>>>

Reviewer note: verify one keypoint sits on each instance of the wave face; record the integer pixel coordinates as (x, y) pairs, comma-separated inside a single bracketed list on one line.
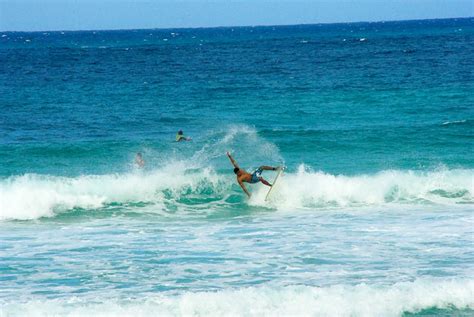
[(442, 297), (33, 196)]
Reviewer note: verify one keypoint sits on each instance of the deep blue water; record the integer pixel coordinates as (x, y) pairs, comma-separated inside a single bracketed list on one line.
[(374, 122)]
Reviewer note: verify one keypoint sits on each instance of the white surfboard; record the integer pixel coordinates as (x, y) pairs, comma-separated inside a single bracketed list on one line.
[(280, 171)]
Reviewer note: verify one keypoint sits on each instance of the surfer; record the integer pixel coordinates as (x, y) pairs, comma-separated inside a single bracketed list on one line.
[(139, 160), (255, 177), (180, 137)]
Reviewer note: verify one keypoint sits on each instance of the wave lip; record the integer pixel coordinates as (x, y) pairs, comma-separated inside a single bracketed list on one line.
[(34, 196), (338, 300), (308, 189)]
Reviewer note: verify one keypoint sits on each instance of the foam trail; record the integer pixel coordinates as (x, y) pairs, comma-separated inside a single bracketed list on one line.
[(339, 300), (318, 189), (33, 196)]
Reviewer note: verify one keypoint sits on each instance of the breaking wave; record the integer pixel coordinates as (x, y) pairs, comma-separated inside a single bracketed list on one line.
[(32, 196)]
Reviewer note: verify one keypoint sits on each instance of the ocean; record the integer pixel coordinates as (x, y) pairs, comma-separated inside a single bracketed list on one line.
[(373, 215)]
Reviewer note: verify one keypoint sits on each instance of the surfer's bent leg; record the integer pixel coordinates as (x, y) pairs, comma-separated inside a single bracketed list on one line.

<<<

* [Task instructions]: Reproduce the whole listing exactly, but not the images in it.

* [Exercise answer]:
Reviewer note: verify one keypoint sits on each instance of the wave face; record the integer pixel coordinates as (x, y) pairs, comma-separated inside a single bracketed list on one line.
[(442, 297), (33, 196)]
Reviewer note: verify one keypoint sits on each instance of the deep blue water; record the integer pixel coordinates as (x, y) pairs, comma-separated inside a single bracketed list on one line.
[(374, 122)]
Reviewer note: verify one keypoint sits on each instance of the white surfboard; record the integer pixel coordinates as (x, y) pairs, comma-separated inside a single bracketed list on one line.
[(280, 171)]
Reviewer note: verify one keypoint sits on each instance of the surfer; record the integer pixel coordinates as (x, y) pairs, comma-separated inside a single bracketed list on one line.
[(139, 160), (255, 177), (180, 137)]
Reviewer note: verify one keypoint sits on each instance of the wave lip; record the integer pixel coordinates as (x, y) pairs, comma-separated inside a single bracketed list on one line.
[(34, 196), (338, 300), (308, 189)]
Reviewer note: verify one keypoint sits on each instance of the foam trail; record the integer pixel coordinates as (x, y) pairs, comma-separated inside a single bracketed list on one line.
[(339, 300), (318, 189), (33, 196)]
Reviewer note: verify one keypoint sits on each instance of the breaking wave; record the integer pixel coordinates as (x, y) pairs, comma-separated inside a single bracketed list on one line.
[(32, 196)]
Reviewer note: verify one keypoint sits on each instance of the ocean; record the integer pixel coordinates as (x, y) pairs, comma-separated inside a single bracketed list on one line.
[(373, 215)]
Reviewer note: verify one keypoint sits on each instance of the surfer's bent leg; record the integer pixel coordinates as (x, y) pairs, comma-separated inside a single bracketed list on one line.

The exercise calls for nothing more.